__DATA RECORDS__
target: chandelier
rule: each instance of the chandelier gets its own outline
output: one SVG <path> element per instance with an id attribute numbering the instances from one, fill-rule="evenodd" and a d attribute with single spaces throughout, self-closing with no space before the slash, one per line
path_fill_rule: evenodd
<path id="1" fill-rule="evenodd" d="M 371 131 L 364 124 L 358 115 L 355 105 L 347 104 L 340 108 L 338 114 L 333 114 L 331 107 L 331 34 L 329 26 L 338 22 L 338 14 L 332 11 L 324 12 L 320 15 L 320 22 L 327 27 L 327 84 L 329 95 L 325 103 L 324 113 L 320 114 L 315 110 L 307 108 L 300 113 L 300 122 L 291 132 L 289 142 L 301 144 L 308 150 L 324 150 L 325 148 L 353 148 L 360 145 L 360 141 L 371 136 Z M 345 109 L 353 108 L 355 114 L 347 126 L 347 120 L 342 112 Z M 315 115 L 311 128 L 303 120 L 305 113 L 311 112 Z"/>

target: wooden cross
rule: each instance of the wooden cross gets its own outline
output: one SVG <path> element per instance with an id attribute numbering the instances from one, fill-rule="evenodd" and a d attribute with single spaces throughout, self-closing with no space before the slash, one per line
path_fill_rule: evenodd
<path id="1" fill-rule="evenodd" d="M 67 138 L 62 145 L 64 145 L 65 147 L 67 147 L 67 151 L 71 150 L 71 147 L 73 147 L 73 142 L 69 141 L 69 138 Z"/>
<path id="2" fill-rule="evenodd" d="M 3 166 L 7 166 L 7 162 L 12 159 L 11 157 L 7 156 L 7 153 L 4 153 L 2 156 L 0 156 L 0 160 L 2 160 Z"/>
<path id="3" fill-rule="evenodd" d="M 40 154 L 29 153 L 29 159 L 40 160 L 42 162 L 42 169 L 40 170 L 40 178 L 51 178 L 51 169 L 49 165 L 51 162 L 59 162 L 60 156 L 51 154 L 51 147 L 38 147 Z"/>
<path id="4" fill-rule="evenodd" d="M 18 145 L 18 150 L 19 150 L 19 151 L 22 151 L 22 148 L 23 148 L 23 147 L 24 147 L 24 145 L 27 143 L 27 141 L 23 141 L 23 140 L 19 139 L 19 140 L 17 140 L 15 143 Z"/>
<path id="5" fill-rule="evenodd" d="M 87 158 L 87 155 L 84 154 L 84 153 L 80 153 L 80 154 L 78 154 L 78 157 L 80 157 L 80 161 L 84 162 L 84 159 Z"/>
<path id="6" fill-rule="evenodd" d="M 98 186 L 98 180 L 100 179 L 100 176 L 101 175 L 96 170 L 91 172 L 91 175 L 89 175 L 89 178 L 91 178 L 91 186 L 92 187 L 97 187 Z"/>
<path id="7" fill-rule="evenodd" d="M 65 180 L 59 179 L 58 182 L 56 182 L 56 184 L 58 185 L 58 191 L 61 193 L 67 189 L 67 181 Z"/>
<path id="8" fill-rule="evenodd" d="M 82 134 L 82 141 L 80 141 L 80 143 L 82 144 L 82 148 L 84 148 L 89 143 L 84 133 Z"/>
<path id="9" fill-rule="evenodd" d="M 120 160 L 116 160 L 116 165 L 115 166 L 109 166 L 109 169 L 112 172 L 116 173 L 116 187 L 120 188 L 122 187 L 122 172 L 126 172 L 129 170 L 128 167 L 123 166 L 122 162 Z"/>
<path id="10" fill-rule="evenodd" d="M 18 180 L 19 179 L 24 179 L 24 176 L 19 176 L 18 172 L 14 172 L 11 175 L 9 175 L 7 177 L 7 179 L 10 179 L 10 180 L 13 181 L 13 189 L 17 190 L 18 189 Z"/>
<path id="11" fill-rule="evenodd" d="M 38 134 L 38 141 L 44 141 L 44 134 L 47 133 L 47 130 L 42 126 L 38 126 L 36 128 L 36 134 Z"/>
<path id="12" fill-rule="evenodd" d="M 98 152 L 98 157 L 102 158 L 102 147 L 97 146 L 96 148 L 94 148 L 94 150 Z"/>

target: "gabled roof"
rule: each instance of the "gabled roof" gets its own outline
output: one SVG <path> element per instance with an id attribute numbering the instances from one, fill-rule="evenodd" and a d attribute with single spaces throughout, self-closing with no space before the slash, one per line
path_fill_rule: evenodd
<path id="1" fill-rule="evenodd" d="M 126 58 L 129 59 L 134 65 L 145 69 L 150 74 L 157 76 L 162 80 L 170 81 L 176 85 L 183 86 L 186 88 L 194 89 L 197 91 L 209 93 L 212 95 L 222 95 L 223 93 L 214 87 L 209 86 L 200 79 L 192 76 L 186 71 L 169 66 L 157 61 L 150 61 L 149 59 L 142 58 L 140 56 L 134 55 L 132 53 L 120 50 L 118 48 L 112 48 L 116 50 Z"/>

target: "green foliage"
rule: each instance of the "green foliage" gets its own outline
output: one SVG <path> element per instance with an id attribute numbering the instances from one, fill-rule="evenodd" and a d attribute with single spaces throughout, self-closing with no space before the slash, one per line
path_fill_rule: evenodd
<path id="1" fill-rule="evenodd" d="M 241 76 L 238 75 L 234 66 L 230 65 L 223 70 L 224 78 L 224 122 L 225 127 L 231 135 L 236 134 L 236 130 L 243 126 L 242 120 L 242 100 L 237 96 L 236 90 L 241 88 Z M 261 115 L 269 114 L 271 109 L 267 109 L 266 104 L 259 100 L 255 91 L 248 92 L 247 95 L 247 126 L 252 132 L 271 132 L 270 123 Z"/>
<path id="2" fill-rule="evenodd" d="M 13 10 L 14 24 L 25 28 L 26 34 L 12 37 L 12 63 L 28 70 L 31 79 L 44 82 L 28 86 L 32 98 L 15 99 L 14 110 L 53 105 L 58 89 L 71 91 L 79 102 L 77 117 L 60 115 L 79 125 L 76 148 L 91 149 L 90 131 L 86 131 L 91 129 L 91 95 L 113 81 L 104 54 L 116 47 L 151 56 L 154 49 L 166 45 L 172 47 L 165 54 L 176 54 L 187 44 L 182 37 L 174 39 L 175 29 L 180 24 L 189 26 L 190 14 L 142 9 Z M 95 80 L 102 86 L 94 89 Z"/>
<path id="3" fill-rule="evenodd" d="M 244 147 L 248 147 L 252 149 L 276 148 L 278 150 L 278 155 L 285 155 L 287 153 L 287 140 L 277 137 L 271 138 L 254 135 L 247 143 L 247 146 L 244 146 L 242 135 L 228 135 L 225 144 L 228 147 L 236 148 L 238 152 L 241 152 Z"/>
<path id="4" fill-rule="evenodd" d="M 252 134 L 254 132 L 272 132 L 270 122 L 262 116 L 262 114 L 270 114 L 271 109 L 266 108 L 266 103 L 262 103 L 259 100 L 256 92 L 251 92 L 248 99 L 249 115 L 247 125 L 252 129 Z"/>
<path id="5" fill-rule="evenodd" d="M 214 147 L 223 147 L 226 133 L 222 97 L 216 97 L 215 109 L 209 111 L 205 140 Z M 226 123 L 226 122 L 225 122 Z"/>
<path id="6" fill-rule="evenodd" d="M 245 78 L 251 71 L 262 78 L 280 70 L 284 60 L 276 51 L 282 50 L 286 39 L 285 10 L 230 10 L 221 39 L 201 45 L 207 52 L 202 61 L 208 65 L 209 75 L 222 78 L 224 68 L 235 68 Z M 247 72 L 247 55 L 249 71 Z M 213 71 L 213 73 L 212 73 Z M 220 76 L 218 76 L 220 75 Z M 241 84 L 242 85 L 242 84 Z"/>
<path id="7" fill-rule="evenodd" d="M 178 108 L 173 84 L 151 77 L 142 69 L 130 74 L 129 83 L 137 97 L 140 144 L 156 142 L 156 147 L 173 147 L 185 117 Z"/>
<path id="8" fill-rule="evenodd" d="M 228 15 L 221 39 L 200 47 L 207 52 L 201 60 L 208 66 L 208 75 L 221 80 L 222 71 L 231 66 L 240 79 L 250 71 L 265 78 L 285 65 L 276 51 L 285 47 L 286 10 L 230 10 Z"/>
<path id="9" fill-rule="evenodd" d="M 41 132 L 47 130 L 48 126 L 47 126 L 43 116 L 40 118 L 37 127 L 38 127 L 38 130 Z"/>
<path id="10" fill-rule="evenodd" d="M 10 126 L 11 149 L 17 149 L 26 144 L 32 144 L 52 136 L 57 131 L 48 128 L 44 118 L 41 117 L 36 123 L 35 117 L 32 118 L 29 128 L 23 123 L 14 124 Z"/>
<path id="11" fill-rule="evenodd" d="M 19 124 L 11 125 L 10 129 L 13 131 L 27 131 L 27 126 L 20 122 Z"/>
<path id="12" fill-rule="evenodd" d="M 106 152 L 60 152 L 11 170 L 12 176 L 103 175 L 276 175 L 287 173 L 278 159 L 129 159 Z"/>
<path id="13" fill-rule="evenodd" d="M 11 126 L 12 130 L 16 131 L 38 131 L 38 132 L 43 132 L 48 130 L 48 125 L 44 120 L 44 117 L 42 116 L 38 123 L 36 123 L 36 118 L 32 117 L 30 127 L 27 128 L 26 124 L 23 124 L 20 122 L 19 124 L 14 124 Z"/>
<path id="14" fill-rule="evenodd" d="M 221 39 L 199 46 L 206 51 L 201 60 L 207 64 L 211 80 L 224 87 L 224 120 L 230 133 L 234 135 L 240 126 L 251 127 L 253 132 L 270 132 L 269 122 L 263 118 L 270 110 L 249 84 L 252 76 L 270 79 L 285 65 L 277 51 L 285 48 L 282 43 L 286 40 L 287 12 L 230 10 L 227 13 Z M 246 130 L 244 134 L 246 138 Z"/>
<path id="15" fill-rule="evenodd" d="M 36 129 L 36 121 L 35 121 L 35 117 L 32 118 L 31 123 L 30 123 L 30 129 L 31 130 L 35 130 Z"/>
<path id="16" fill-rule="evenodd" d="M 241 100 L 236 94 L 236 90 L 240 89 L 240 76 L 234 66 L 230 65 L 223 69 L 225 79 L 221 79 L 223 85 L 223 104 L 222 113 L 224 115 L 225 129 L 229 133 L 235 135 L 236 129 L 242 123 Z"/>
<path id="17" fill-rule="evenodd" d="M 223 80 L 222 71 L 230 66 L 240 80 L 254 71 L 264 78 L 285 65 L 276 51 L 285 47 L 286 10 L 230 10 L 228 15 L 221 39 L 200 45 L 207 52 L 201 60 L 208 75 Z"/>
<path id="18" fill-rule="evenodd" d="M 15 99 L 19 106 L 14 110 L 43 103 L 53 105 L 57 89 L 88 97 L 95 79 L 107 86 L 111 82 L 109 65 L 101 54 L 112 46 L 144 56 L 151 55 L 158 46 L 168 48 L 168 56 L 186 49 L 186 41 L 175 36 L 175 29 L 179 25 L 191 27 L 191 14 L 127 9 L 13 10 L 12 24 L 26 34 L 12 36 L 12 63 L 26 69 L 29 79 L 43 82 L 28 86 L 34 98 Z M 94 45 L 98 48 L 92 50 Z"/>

__WHAT IS BEING ASKED__
What is the number of lines in the material above that include the string "each"? Give only that number.

__RESPONSE__
4